GIVEN PROBLEM:
Repeat the records below word for word, but start at the line that contains "Practice task. Find the girl's ear", stop after the last line, and include nothing else.

>> BEGIN DATA PROVIDED

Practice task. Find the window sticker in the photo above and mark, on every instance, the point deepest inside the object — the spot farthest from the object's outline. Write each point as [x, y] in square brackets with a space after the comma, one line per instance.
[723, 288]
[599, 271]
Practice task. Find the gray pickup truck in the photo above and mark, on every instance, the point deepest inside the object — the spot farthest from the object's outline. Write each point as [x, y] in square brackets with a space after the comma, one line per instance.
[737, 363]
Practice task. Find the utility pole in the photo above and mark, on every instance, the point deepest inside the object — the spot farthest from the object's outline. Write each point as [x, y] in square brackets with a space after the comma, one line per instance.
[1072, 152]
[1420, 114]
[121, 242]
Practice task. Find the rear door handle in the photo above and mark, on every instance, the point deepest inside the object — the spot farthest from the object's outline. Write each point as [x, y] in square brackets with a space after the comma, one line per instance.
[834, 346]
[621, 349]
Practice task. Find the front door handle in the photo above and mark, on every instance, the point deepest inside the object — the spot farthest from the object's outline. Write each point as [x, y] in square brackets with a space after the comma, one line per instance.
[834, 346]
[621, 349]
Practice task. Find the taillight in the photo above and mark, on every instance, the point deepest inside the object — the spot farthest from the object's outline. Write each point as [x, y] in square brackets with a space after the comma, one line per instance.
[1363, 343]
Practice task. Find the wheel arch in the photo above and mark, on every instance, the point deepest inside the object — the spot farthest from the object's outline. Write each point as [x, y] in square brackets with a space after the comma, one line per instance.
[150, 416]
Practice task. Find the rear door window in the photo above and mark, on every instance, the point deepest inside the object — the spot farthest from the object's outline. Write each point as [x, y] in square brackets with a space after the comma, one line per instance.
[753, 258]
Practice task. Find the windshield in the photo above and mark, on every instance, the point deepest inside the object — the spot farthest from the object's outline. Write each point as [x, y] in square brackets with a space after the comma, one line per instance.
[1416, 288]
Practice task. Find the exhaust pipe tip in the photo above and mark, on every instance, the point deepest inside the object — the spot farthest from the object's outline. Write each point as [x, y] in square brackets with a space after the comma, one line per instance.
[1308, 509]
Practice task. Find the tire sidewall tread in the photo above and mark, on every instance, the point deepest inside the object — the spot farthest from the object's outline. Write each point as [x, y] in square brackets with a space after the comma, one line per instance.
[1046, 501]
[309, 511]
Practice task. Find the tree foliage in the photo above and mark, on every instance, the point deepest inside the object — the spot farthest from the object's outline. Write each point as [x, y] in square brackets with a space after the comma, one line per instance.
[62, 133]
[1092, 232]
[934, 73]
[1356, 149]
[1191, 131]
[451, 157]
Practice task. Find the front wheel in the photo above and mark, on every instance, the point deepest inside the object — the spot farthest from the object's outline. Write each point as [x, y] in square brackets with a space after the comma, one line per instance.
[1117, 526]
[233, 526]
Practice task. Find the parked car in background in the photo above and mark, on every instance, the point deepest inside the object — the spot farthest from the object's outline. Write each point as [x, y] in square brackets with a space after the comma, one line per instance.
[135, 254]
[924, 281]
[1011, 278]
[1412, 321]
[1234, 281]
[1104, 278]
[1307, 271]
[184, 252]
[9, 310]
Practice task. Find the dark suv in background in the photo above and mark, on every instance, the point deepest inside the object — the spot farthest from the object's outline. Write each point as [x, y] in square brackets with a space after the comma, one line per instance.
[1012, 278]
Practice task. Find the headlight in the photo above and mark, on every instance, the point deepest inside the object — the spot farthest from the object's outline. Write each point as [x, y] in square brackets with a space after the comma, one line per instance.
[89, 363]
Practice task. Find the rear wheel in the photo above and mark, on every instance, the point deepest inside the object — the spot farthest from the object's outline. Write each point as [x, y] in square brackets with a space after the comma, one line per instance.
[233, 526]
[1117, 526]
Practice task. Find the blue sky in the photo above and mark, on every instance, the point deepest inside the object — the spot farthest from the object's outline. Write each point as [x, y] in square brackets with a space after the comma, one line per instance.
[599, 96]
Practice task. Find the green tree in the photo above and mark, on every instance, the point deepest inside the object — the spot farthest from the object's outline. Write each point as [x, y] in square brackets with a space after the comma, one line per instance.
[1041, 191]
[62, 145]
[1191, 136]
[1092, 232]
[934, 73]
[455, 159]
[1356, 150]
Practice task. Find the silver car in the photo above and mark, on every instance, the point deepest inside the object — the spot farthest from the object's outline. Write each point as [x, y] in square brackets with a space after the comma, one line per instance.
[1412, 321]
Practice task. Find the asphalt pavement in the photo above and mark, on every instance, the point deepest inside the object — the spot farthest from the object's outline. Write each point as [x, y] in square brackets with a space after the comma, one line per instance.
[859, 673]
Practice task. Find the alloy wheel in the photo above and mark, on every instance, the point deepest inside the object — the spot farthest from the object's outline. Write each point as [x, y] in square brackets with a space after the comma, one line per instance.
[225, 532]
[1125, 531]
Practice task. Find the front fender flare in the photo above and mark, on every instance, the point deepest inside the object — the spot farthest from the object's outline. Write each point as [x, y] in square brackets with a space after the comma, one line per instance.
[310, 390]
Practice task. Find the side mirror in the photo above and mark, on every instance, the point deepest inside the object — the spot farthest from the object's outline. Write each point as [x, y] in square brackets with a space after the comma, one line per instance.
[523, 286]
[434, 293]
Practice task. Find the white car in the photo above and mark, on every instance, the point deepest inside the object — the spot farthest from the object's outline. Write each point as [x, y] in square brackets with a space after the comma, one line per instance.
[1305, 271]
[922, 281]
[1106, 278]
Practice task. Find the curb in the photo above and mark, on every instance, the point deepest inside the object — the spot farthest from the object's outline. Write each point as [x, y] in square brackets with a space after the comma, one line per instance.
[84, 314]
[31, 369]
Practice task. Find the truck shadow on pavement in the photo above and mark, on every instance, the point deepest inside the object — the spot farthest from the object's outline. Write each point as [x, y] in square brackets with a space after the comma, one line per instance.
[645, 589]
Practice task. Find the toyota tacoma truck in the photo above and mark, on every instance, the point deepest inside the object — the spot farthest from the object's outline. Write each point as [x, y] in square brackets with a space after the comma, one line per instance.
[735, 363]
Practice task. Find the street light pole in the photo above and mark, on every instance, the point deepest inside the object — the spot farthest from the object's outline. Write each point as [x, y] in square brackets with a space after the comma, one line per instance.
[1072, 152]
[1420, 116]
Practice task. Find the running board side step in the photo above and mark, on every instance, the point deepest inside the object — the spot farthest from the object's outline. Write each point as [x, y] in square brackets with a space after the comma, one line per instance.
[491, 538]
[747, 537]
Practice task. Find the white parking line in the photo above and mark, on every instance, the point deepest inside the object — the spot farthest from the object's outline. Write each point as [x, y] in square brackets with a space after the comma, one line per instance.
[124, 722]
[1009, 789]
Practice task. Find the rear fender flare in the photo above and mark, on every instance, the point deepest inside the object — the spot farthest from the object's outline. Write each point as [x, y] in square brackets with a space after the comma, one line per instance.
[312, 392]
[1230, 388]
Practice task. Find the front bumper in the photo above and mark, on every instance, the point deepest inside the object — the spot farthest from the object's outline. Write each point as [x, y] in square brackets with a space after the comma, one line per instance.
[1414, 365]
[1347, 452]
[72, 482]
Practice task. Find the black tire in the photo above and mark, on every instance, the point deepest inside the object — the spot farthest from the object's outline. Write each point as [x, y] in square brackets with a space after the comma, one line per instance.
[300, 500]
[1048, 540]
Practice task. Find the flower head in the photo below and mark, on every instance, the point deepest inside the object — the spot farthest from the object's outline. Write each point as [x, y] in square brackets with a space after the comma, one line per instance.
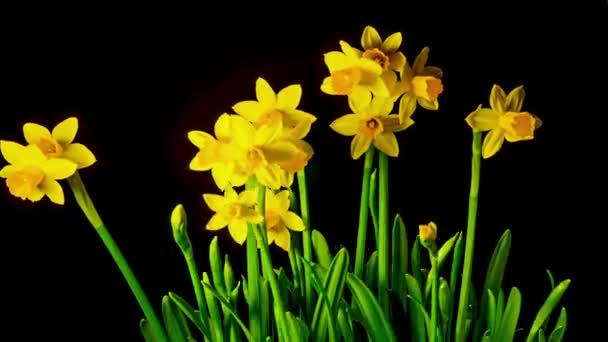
[31, 175]
[233, 210]
[370, 123]
[504, 120]
[60, 142]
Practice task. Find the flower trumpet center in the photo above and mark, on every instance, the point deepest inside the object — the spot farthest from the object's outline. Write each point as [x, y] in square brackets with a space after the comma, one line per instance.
[344, 80]
[24, 182]
[378, 56]
[371, 128]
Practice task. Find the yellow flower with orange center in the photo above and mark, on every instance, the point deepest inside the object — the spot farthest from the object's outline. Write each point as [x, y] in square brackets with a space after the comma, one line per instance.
[31, 175]
[504, 120]
[423, 85]
[234, 211]
[370, 123]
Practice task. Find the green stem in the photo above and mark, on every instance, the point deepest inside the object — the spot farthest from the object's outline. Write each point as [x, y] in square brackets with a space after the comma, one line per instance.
[86, 204]
[470, 238]
[383, 243]
[307, 240]
[363, 213]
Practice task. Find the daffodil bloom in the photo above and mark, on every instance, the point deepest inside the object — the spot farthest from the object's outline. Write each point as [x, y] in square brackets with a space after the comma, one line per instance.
[350, 71]
[262, 150]
[423, 85]
[383, 52]
[271, 107]
[503, 120]
[59, 143]
[31, 175]
[279, 219]
[371, 123]
[217, 155]
[233, 210]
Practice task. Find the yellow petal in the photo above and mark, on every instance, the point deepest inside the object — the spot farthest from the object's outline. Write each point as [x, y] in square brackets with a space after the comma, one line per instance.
[407, 106]
[33, 132]
[392, 43]
[65, 132]
[238, 231]
[497, 99]
[387, 143]
[347, 125]
[53, 190]
[293, 221]
[515, 99]
[370, 38]
[58, 168]
[216, 222]
[359, 145]
[250, 110]
[483, 119]
[289, 97]
[214, 202]
[264, 93]
[492, 142]
[79, 154]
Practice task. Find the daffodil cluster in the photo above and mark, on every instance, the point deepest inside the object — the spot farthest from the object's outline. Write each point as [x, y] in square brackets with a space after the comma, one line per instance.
[34, 169]
[264, 138]
[374, 79]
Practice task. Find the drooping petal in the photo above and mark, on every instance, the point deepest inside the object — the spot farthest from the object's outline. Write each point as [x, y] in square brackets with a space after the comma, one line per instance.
[53, 190]
[492, 142]
[289, 97]
[264, 93]
[33, 132]
[347, 125]
[65, 132]
[79, 154]
[359, 145]
[387, 143]
[483, 119]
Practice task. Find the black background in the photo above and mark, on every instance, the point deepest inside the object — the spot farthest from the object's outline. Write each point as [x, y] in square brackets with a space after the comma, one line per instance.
[140, 79]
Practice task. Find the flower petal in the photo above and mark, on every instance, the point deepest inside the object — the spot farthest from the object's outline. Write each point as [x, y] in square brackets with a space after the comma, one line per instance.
[238, 231]
[387, 143]
[264, 93]
[370, 38]
[58, 168]
[359, 145]
[289, 97]
[483, 119]
[53, 190]
[33, 132]
[79, 154]
[65, 132]
[492, 142]
[214, 202]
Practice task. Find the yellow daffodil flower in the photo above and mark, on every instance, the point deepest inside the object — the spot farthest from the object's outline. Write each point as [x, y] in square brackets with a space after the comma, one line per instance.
[383, 52]
[59, 143]
[350, 71]
[31, 175]
[262, 150]
[279, 219]
[217, 155]
[271, 107]
[504, 120]
[233, 210]
[423, 85]
[371, 123]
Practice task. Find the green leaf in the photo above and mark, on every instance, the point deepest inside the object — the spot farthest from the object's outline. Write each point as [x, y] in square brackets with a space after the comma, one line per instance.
[374, 321]
[545, 310]
[506, 329]
[321, 248]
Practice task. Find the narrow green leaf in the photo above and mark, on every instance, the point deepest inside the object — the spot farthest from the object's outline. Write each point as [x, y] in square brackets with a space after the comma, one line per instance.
[545, 310]
[506, 329]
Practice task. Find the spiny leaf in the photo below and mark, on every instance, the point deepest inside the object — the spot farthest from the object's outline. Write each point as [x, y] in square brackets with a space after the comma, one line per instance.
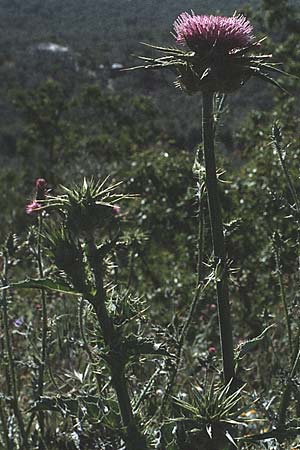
[43, 283]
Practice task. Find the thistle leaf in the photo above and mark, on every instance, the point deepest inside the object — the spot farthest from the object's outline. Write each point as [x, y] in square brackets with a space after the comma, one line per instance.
[43, 283]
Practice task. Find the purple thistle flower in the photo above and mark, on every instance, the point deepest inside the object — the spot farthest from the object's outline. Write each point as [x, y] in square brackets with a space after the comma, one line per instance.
[220, 56]
[116, 210]
[32, 207]
[204, 32]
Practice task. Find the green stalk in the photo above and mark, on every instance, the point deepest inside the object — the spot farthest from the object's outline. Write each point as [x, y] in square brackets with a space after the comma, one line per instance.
[284, 299]
[42, 365]
[134, 439]
[217, 237]
[285, 399]
[196, 297]
[11, 364]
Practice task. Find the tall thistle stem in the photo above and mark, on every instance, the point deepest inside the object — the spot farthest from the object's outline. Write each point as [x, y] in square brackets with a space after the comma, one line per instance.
[218, 241]
[134, 439]
[42, 366]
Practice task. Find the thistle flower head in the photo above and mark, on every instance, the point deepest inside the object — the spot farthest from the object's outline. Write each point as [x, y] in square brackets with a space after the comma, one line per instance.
[41, 188]
[32, 207]
[204, 32]
[40, 183]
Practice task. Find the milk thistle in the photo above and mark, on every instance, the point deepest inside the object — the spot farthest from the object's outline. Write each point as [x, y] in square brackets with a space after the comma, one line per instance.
[218, 56]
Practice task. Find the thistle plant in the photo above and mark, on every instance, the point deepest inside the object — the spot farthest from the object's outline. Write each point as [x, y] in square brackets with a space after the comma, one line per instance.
[220, 55]
[205, 422]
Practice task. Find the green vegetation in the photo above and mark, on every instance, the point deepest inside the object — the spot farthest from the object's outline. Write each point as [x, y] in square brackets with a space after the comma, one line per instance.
[108, 340]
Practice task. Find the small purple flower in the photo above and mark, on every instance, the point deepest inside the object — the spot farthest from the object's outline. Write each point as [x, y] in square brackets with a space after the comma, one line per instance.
[40, 183]
[18, 322]
[41, 188]
[219, 32]
[32, 207]
[116, 210]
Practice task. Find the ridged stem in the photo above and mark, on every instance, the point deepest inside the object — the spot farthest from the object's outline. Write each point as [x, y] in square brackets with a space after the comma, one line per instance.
[217, 237]
[11, 365]
[134, 439]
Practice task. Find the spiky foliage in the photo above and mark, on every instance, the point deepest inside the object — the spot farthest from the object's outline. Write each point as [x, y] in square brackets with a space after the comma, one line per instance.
[87, 207]
[208, 418]
[220, 57]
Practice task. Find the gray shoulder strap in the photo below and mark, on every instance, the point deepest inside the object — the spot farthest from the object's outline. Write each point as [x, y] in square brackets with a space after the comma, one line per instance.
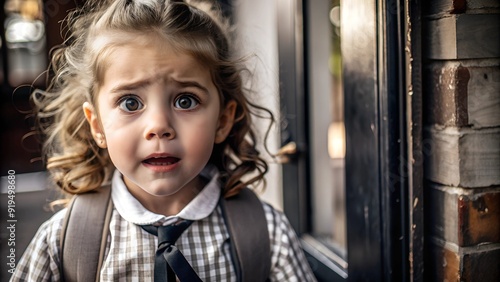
[247, 226]
[84, 235]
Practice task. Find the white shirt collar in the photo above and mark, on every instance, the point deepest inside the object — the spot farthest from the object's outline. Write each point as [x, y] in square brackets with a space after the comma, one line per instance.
[133, 211]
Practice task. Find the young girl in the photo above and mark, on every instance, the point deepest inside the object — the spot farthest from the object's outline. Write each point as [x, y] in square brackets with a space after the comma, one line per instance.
[145, 95]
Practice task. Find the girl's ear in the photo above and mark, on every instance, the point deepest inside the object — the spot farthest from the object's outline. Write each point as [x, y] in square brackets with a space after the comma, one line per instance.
[226, 121]
[95, 126]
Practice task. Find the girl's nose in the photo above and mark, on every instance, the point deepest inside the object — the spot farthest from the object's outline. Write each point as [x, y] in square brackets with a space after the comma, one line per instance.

>> END DATA PROVIDED

EXERCISE OUTPUT:
Practice task. Find the girl's ear in the photo above and mark, on every instance, the point deepest inside the object — the spot farthest from the object's outline. Write each point as [x, y] in square brackets with a space after the comma, one line per instance.
[226, 121]
[95, 126]
Practice task. Find the girl's nose in the photo above and mark, on every instance, the point deepest inside the object — the spot farthest from the object's outline. Write each point as [x, y] in square brackets with a space after the comma, one line per instance.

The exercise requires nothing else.